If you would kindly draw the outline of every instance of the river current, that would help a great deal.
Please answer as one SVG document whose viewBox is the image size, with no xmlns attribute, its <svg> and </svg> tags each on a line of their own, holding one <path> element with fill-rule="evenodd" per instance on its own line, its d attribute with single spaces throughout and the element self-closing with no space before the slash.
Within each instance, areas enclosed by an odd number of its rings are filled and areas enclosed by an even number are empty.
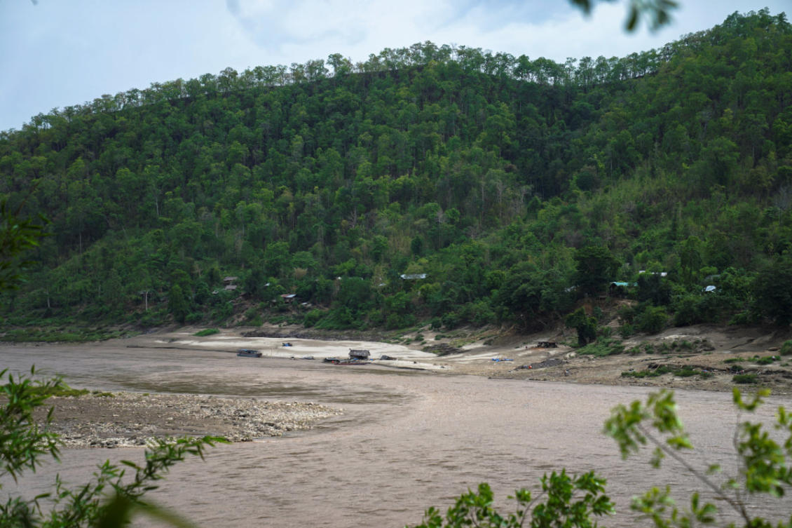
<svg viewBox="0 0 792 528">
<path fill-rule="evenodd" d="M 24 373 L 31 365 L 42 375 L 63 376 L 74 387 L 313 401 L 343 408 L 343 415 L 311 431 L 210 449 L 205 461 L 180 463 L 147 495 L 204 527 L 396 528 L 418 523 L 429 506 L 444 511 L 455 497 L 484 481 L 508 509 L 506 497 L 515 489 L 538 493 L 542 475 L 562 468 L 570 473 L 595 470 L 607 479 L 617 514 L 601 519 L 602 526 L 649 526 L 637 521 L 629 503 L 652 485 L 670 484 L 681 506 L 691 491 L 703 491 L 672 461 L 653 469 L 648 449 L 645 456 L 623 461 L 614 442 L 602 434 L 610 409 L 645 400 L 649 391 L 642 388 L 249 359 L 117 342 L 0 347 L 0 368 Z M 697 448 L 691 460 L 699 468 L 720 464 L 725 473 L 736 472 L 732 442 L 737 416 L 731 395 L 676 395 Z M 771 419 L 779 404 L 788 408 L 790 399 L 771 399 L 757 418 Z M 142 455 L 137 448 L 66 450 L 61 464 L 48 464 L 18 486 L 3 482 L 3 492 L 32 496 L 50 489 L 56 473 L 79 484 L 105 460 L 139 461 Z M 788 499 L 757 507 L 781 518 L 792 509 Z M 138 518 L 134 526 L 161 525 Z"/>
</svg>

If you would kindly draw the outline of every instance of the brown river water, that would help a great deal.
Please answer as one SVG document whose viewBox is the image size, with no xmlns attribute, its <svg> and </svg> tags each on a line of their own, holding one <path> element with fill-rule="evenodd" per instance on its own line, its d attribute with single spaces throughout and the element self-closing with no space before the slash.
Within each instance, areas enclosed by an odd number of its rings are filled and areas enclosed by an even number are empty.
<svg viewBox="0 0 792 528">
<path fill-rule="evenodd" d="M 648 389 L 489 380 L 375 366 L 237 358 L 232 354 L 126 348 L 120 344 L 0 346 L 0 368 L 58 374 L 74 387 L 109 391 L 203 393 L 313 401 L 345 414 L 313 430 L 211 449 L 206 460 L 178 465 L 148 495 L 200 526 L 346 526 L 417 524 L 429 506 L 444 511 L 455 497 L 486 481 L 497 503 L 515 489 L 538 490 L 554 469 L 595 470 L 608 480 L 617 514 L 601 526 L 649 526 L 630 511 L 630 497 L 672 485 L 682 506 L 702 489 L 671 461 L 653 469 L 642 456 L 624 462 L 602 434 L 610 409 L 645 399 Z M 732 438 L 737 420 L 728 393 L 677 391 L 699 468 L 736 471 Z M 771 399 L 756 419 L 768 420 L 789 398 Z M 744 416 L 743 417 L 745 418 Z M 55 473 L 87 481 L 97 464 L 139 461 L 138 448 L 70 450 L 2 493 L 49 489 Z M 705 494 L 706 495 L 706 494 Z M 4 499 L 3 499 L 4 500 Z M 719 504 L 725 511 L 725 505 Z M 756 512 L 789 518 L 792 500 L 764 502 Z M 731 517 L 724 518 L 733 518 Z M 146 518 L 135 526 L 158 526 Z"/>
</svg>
┄┄┄┄┄┄┄┄┄┄
**What the task asks:**
Which lines of the records contain the string "draw", matching case exactly? Copy each such line in full.

**Completed task:**
If you would kindly draw the outline of every instance of the river current, that would help a great deal.
If you would kindly draw the outline of every instance of the brown river water, that would help a great deal.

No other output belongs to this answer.